Task list:
• 1. Report every line of the entries below that contains the string "gold".
• 2. Write what comes next in the forum thread about the Fabco fireplace insert, starting right after its final line.

# Need information on Fabco (1988) "Signi-fire" fireplace insert



## riverwoman (Oct 22, 2012)

This is a great insert that my dad installed in 1988. He's now passed and I've not his expertise. This unit is equipped with an automatic blower with "quiet" fans that come on when the fire reaches a certain temperature. The fans should be oiled (according to instructions) several times during the fire burning season. The fans are on behind glass door panels on either side of the large stove door. I can unscrew the screws to open the door and oil the fan on the open door side of the large door opening, but on the hinged side of the opening the screws are blocked by the door edge. I do not know how to either lift the large door off it's hinge or somehow otherwise open the side door. I don't think the left side fan has ever been oiled and is now making quite a lot of noise if I use it. (btw: instructions say to oil the fans, but no how to do that or even where they are)

Thanks.

OK.  Hours later I figured it out.  You must take the large door off.  That can be done by pulling the D-not-quite-a-ring thingy from the top of the door post and wa-la, lift the door up and take off.  THEN the side screws are accessible. Oiled the fan, built a fire and am now just waiting for it go get hot enough to turn on the auto fans.  BTW. there was another question on FABCO about the knob that swivels above the large door.  It controls the damper, up and to the right to light the fire, straight down once it's burning well.  It really reduces the airflow.


----------



## CAxpmom (Aug 18, 2013)

riverwoman said:


> This is a great insert that my dad installed in 1988. He's now passed and I've not his expertise. This unit is equipped with an automatic blower with "quiet" fans that come on when the fire reaches a certain temperature. The fans should be oiled (according to instructions) several times during the fire burning season. The fans are on behind glass door panels on either side of the large stove door. I can unscrew the screws to open the door and oil the fan on the open door side of the large door opening, but on the hinged side of the opening the screws are blocked by the door edge. I do not know how to either lift the large door off it's hinge or somehow otherwise open the side door. I don't think the left side fan has ever been oiled and is now making quite a lot of noise if I use it. (btw: instructions say to oil the fans, but no how to do that or even where they are)

Dataset excerpts on pointing at objects
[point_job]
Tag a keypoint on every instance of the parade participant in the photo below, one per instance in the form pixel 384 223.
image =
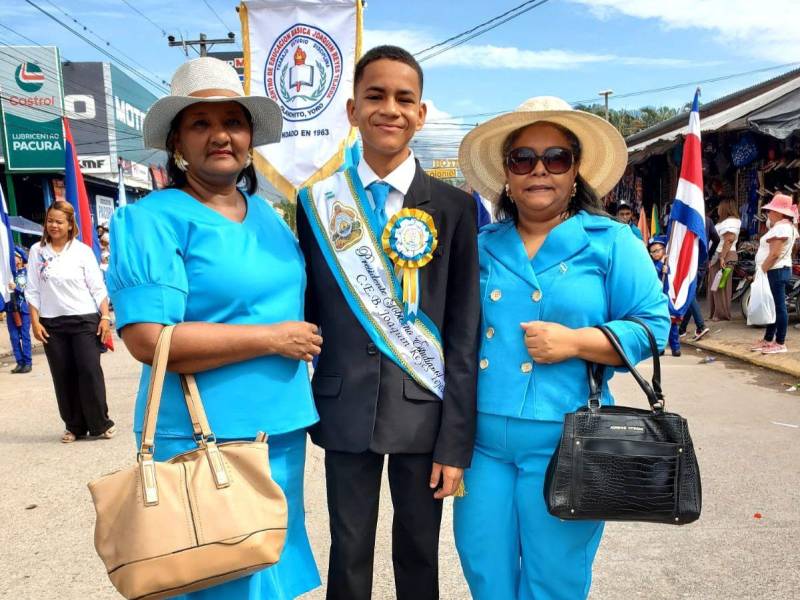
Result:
pixel 69 314
pixel 774 257
pixel 552 268
pixel 657 249
pixel 218 261
pixel 728 228
pixel 18 316
pixel 694 312
pixel 397 375
pixel 625 214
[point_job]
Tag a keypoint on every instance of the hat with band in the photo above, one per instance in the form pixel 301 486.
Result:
pixel 603 157
pixel 207 79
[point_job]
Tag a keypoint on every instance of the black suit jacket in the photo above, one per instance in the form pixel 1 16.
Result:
pixel 365 401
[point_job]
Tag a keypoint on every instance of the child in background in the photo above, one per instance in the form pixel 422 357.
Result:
pixel 18 316
pixel 657 248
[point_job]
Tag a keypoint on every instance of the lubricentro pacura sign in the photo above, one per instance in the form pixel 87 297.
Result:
pixel 31 97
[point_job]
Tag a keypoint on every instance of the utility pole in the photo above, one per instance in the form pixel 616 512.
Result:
pixel 606 94
pixel 203 43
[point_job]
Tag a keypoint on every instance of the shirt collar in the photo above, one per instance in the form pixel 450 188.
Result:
pixel 400 179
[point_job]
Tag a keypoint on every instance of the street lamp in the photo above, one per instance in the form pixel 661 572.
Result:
pixel 606 94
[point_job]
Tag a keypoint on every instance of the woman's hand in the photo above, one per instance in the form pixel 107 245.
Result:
pixel 104 330
pixel 550 342
pixel 39 332
pixel 296 339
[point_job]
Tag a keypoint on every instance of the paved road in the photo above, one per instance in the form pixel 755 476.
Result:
pixel 749 465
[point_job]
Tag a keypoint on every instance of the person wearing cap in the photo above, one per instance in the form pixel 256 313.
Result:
pixel 774 257
pixel 625 214
pixel 552 267
pixel 210 256
pixel 657 248
pixel 18 315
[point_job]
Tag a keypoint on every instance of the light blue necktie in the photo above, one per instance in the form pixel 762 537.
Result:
pixel 380 193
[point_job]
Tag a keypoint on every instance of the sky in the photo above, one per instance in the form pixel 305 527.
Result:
pixel 567 48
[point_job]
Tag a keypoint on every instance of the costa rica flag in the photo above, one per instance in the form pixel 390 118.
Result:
pixel 687 249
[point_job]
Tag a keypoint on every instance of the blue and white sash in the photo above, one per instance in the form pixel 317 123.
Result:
pixel 344 226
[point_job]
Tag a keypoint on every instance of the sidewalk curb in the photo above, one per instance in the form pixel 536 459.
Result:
pixel 754 358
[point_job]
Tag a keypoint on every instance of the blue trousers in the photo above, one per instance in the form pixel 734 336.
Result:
pixel 510 546
pixel 20 338
pixel 778 280
pixel 296 572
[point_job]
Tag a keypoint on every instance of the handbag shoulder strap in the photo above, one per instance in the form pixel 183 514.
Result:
pixel 655 396
pixel 202 430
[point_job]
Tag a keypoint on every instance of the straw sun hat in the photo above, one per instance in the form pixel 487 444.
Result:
pixel 604 155
pixel 207 75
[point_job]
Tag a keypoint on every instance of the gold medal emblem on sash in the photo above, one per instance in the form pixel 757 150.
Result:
pixel 345 227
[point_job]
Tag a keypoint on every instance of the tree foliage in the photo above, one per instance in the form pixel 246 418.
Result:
pixel 628 121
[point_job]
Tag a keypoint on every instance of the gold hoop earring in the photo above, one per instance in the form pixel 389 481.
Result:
pixel 508 193
pixel 180 162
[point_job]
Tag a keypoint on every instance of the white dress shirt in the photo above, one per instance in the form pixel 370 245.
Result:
pixel 400 179
pixel 64 283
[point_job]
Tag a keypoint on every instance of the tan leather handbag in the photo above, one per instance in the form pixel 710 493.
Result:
pixel 197 520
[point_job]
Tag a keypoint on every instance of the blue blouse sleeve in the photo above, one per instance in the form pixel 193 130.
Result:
pixel 146 275
pixel 634 290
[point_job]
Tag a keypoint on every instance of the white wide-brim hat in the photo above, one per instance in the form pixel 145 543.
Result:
pixel 207 79
pixel 603 155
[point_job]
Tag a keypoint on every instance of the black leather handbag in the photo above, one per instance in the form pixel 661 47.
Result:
pixel 616 463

Answers by task:
• 1.
Tag a keypoint on every instance of the gold medal emblem on sash in the photo above, one per instance in the form pixel 757 150.
Tag a keypoint on every instance of the gold hoop earring in the photo above, one per instance in the form pixel 389 481.

• 2.
> 
> Thanks.
> 
> OK. Hours later I figured it out. You must take the large door off. That can be done by pulling the D-not-quite-a-ring thingy from the top of the door post and wa-la, lift the door up and take off. THEN the side screws are accessible. Oiled the fan, built a fire and am now just waiting for it go get hot enough to turn on the auto fans. BTW. there was another question on FABCO about the knob that swivels above the large door. It controls the damper, up and to the right to light the fire, straight down once it's burning well. It really reduces the airflow.


----------



## CAxpmom (Aug 18, 2013)

We just purchased a home with a FABCO Signi Fire insert.  I believe it is a 1988 model.  I am looking for an owners manual for the stove.  Does anyone out there have one?  I have been searching and can't seem to find anything on line.  Please help!


----------



## BKVP (Aug 18, 2013)

Our company purchased Fabco and while we never made the SigniFire, I may be able to get a manual from my archives.  No promises but if you call 509-522-2730 next week after 6:00 a.m., I will dig through my files.

Chris





CAxpmom said:


> We just purchased a home with a FABCO Signi Fire insert.  I believe it is a 1988 model.  I am looking for an owners manual for the stove.  Does anyone out there have one?  I have been searching and can't seem to find anything on line.  Please help!


----------



## CAxpmom (Aug 18, 2013)

BKVP said:


> Our company purchased Fabco and while we never made the SigniFire, I may be able to get a manual from my archives. No promises but if you call 509-522-2730 next week after 6:00 a.m., I will dig through my files.
> 
> Chris


Thank you so much Chris!  I will call in the morning.


----------



## Gary Janssen (Oct 14, 2013)

I also just purchase a house with the Faco Signi-Signi stove insert. Does anyone know where I can purchase new blower fans, as the blades have failed.  I do however have the installation and user manual I am willing to scan it and email it out.  I will say though it has minimal information like oil the motor twice during the burning season but it doesn't tell you where or what to oil.  I can be contacted at "lablim@hotmail.com".


----------



## begreen (Oct 19, 2013)

Pull the fan and motor out and take it to an electric motor shop. They should be able to either repair or replace the motor and can show you where the lubrication holes are. If you want to DIY, we'll need some close up pictures of the fan, the motor and any identifying labels on the motor.


----------



## Gary Janssen (Oct 19, 2013)

begreen said:


> Pull the fan and motor out and take it to an electric motor shop. They should be able to either repair or replace the motor and can show you where the lubrication holes are. If you want to DIY, we'll need some close up pictures of the fan, the motor and any identifying labels on the motor.


I pulled motor and fan today and figured I would take it to Grainger's and see if they have a fan blades that will work.  The fan blades in there now are 7" plastic, I think the heat finally go to it.  I will be looking for a metal replacement.  I think the motors are in good shape.  Thanks for the response as that gives me some other options.


----------



## Motherlodehandyman (Jun 6, 2016)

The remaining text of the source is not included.